● Exercise objective
Though the entries hold pictures, only their text should be duplicated, exactly and in full.

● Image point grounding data
========================================================================

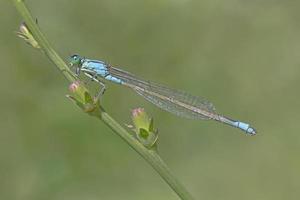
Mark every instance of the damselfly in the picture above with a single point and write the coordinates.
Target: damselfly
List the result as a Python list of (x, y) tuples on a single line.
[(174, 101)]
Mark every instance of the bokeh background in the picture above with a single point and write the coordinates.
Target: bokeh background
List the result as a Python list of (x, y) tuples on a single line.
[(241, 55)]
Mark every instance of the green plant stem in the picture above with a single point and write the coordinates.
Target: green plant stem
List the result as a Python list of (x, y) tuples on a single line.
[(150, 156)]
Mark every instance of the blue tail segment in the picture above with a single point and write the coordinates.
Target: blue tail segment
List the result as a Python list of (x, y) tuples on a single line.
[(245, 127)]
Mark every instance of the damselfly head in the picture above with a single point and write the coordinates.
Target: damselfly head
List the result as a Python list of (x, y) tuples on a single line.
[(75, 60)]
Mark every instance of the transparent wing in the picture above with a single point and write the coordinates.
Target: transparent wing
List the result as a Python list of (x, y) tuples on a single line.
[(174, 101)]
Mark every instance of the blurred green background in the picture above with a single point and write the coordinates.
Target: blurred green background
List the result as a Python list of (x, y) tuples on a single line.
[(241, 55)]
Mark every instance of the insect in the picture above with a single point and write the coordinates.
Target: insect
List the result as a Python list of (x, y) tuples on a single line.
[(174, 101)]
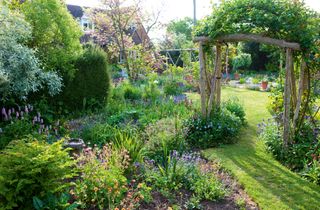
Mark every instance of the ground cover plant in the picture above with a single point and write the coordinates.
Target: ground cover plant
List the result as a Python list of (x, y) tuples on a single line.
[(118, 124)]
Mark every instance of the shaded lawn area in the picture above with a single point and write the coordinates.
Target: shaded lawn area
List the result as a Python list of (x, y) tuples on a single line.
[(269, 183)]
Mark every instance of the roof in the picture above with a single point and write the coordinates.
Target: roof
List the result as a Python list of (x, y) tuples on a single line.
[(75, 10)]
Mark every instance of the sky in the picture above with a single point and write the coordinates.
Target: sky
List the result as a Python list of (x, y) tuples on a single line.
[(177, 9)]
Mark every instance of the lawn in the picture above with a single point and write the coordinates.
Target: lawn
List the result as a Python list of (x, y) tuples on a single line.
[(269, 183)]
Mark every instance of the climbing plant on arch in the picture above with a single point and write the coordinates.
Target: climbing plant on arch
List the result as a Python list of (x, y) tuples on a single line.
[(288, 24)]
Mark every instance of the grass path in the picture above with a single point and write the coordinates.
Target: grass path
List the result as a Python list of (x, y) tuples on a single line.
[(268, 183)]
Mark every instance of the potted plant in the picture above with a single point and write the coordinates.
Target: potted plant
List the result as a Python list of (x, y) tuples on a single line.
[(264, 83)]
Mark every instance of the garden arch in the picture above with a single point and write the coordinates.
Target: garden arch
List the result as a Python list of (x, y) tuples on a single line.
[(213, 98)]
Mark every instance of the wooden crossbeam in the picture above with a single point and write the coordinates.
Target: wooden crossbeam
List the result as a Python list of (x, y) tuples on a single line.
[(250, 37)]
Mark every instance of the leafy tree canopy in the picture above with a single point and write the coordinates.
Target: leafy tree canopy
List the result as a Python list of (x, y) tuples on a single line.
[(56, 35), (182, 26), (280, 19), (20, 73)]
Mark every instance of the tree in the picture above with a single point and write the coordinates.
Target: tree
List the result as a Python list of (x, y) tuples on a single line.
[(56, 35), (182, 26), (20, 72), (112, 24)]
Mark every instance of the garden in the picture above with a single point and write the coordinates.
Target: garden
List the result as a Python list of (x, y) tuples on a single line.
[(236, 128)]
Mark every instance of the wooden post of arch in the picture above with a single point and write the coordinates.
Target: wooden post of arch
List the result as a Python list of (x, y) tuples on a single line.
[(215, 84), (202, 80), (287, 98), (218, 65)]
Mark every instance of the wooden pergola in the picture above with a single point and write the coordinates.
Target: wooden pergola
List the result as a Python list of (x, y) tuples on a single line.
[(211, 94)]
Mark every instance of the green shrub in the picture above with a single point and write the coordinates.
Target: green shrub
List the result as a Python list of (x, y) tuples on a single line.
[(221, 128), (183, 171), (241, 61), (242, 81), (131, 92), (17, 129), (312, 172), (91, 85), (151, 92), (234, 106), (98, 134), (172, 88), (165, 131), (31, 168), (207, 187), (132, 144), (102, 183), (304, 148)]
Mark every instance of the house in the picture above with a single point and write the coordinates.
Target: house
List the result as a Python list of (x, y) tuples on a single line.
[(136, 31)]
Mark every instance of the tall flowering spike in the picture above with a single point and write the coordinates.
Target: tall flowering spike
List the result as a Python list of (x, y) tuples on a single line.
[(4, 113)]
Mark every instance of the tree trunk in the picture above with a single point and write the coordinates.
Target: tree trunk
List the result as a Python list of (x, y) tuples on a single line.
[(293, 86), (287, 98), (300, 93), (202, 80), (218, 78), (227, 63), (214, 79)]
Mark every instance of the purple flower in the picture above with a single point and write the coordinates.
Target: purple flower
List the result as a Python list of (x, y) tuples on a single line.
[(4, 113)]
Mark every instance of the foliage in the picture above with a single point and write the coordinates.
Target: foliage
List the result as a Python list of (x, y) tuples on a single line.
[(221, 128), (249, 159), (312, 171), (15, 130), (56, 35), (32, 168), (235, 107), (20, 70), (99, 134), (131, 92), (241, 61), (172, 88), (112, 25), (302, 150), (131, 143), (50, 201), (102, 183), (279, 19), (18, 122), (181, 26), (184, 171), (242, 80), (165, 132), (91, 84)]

========================================================================

● Output for this exercise
Mark every instance of the damselfly in the picture above with a single point and write the coordinates.
Target: damselfly
List the result as a Python list of (x, y) tuples on a single line.
[(174, 101)]
Mark every instance of the bokeh background in the picture above with a single point and write the coordinates.
Target: bokeh background
List the result as a Python list of (x, y) tuples on a single line.
[(241, 55)]
Mark every instance of the green plant stem in the picture above with a single point and write the coordinates.
Target: green plant stem
List the result as a Python list of (x, y) tuples on a single line.
[(150, 156)]
Mark every instance of the blue tail segment in the picture above with a single point and write the coordinates.
Target: blue tail segment
List the result as a Python list of (x, y) tuples on a single line.
[(245, 127)]
Mark every instance of the damselfly head in the picture above with a single point and write the coordinates.
Target: damselfly head
List the result as a Python list of (x, y) tuples on a single line.
[(75, 60)]
Mark every instance of the transparent wing in the picture above with a single point and write the coordinates.
Target: transparent wing
List the result as a Python list of (x, y) tuples on a single line.
[(174, 101)]
Mark every instance of the blurred green background in the picture above with a single point and write the coordinates.
Target: blurred green background
List the result as a Python list of (x, y) tuples on a single line.
[(241, 55)]
Mark every instance of the insect in the picture above with a single point and write the coordinates.
Target: insect
List the result as a Python list of (x, y) tuples on a single line.
[(174, 101)]
Mark every instance of the ground cover plant in the picture above with a single point and write the coordinates.
Target: ground cover plant
List the result as a Python list of (x, y) tuples on a single line.
[(118, 124)]
Mark every instance of the shaded lawn area in the picture above with a single point and write the coordinates.
Target: shaded lawn area
List the result as a Python list of (x, y) tuples on a single line.
[(269, 183)]
Mark every instance of the roof in the picture above with a single point and write the coordinates.
Target: roof
List the result as a Python list of (x, y) tuples on a single line.
[(75, 10)]
Mark every instance of the sky in the picture above with a single point and write the coordinates.
Target: sky
List the result as a Python list of (x, y) tuples on a single line.
[(177, 9)]
Mark every instance of the lawn in the picture above with a single point and write the coordinates.
Target: lawn
List the result as a Python list of (x, y) tuples on a single line.
[(269, 183)]
Mark every instance of the climbing plant on arch in the picture above with a single point and write the coordinates.
Target: climbing plant on arch
List the result as a Python list of (x, y) tuples on a single line.
[(288, 24)]
Mark every instance of the grass path in the picture above with a single point and write the coordinates.
Target: grass path
List the result as a Python list of (x, y) tuples on a single line.
[(268, 183)]
Mark every instance of the potted plant in the picture above with a single point and write the coordinates.
Target: potted plant
List the result as a Python list of (x, y) tuples on a single line.
[(264, 83)]
Mark every instance of the garden arch in the picture above with a single point and write the coordinates.
Target: garden arch
List the result as a Python list of (x, y) tuples on a single line.
[(213, 98)]
Mark every instance of the wooden crossbeam in the picture above with a single point and write the coordinates.
Target: wooden crossbeam
List the result as a Python list of (x, y) tuples on a single line.
[(250, 37)]
Mark every instance of the leafy tree canopy in the picture above with a single point and write the coordinates.
Target: leafy tree canopy
List the result as a Python list of (x, y) tuples on a single line.
[(56, 35), (182, 26), (280, 19), (20, 73)]
Mark every instance of the tree in the picture above with a single point and write the coordinates.
Target: tree
List the result as a Python list of (x, y) tuples on a single line.
[(56, 35), (182, 26), (20, 72), (112, 24)]
Mark every instance of the garden in the picture above with a single point and write the coordinates.
Target: garden
List the result as a Python list of (x, y) tuples on a single line.
[(236, 128)]
Mark every instance of the wooden post of arch in the picture above with a single point and write the coordinates.
Target: wooden post of arch
List the result as a Python list of (x, y) tuples on a single line.
[(215, 84), (202, 80), (287, 98), (218, 65)]
Mark every instance of the wooden pergola in the picture above with a single point and write the coordinates.
Target: wooden pergola
List the result as a Python list of (x, y) tuples on a single line.
[(211, 94)]
Mark every instance of the green shrub in the picture above with a single point and write the coordinates.
Target: green shrub
List the result as a Python list of (x, y) tuples on a single line.
[(221, 128), (183, 171), (241, 61), (242, 81), (131, 92), (17, 129), (312, 172), (91, 85), (151, 92), (234, 106), (98, 134), (172, 88), (165, 131), (31, 168), (207, 187), (132, 144), (102, 183), (304, 148)]
Mark every instance of the house in the picture above with a single point and write the coordinates.
Target: house
List the result as a Python list of (x, y) tuples on a single line.
[(136, 31)]
Mark every instance of the tall flowering spike in the picture above with a single point and write the coordinates.
Target: tall flowering spike
List the result as a Python list of (x, y) tuples on a single line.
[(4, 113)]
Mark every instance of the tree trunk in the picture above with a single point and write the coordinates.
Target: tree trunk
List the result as a Python list of (x, y) tuples on a single line.
[(293, 86), (287, 98), (300, 93), (202, 80), (218, 78), (227, 63), (214, 79)]
Mark every instance of the purple flower in the picture above with a single point and write the coordinates.
Target: purple flower
List the result as a Python list of (x, y) tuples on a single line.
[(4, 113)]
Mark every instance of the foliage in the picture above with a single point and write the coordinates.
Target: foliage
List the result as a Python list of (x, y) tuples on a single line.
[(221, 128), (249, 159), (312, 171), (15, 130), (56, 35), (32, 168), (235, 107), (20, 70), (99, 134), (131, 92), (241, 61), (172, 88), (112, 25), (302, 150), (131, 143), (50, 201), (102, 183), (279, 19), (18, 122), (181, 26), (184, 171), (242, 80), (165, 132), (91, 84)]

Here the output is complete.